### Exercise directions
Only the lines that include "list" should be copied from the data below.

### Extracted material
*** Begin section ***

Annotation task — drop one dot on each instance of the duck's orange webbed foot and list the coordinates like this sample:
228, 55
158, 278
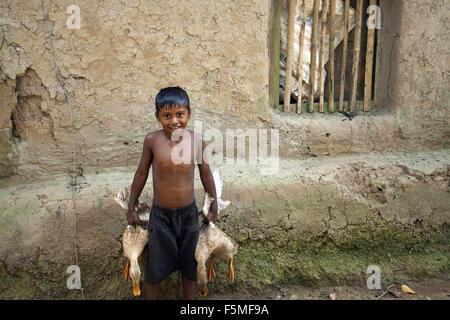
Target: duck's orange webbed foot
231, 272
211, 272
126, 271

*** End section ***
*** Begin section ***

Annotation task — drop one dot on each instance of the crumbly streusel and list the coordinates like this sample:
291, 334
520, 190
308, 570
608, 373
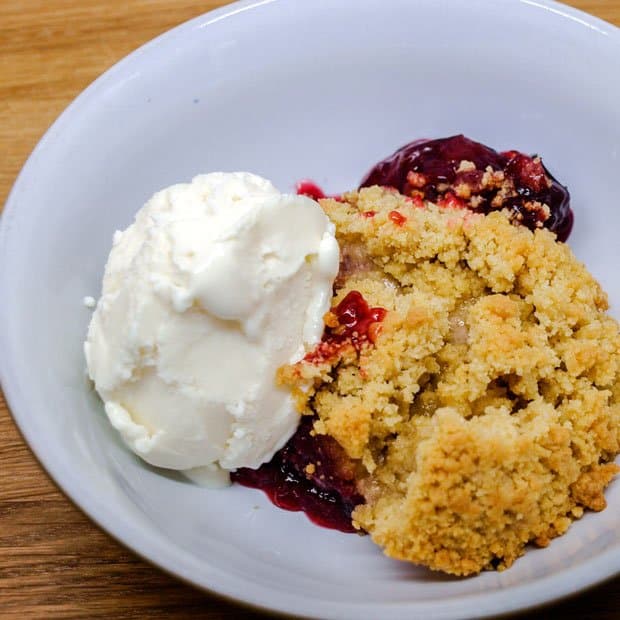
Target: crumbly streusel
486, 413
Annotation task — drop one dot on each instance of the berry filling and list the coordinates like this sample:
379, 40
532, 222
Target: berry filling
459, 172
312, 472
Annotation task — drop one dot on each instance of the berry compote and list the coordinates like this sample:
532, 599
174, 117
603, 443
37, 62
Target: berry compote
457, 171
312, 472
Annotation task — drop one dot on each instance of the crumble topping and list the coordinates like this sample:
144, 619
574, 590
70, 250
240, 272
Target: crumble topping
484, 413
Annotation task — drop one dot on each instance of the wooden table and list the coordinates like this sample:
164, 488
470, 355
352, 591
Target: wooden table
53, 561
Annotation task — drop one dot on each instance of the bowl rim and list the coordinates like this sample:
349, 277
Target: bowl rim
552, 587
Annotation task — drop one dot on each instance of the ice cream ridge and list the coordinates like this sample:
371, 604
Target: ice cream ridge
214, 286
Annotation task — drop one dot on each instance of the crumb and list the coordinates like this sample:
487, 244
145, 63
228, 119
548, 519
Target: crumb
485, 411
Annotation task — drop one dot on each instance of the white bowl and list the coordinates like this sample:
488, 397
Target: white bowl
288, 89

*** End section ***
*** Begin section ***

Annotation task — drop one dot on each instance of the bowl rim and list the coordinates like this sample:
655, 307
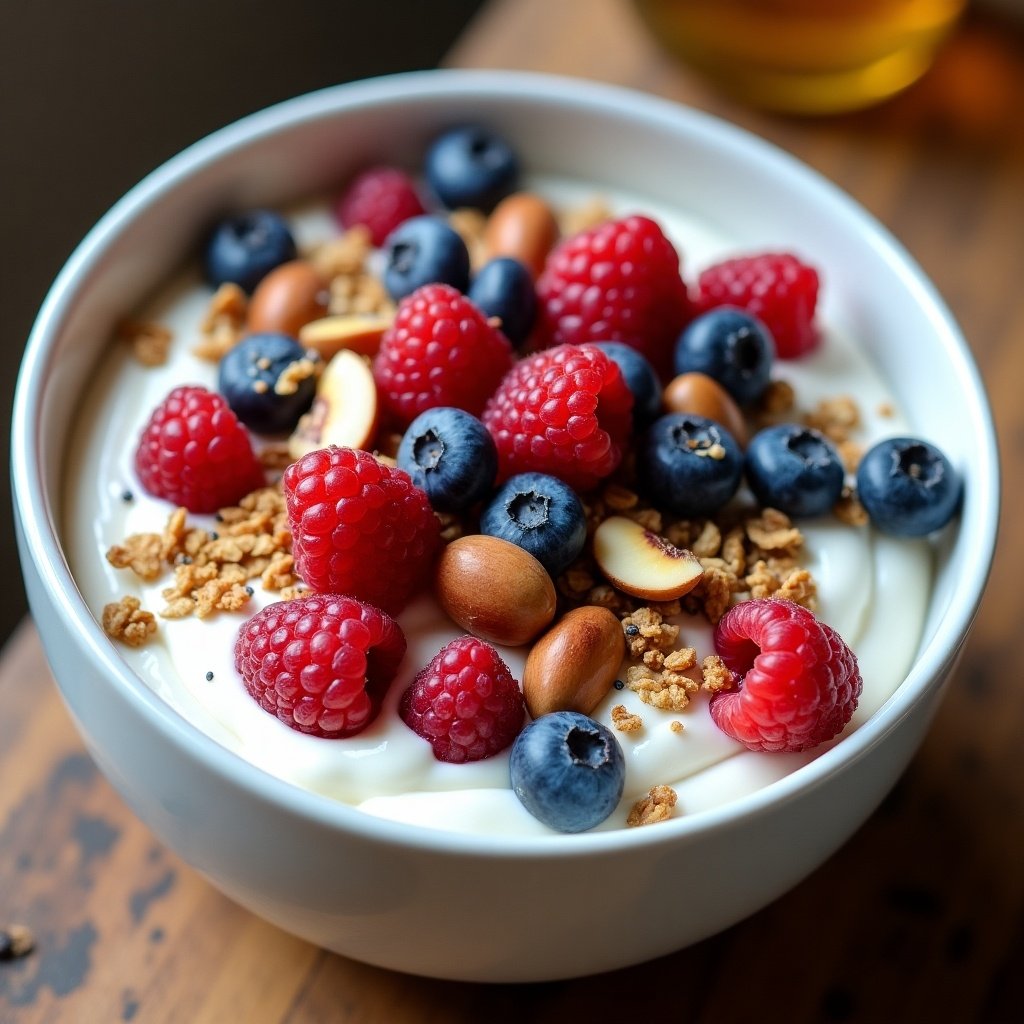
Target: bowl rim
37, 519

*** End section ***

### Answer for this exercise
Annotation task — drop one dot on each instance of the duck's orange webbed foot and list the coordinates like this sample:
Annotation task — drop one dot on each instance of the crumbly streusel and list the coordinates like this sample:
Annotation task — drop one dot on each instance of the berry filling and list the coordinates like this sample:
Annotation task — drop one dot on each instance of the berry compote and list the coordinates like this sample:
Annotation task — drop one dot on each instance of the crumble topping and list the coordinates like this sample:
Annotation task — drop one dot on each instance of the wooden table and list the coordinates like this sample:
Annotation task — drop one dot on each instance of the bowl rim and list the coordinates like this sample:
Annotation task — drop one dot on each instance of the ice cream ridge and list the coordinates like this sample:
Annotation task — drop one dot on each instance of the crumb and list the coordinates like this sample:
Annotation task — drop one dot on each instance of the white bowl and list the coordinates like this sample:
Annotation task — drop one dot on each instance of the bowl rim and list the coordinates like this sample:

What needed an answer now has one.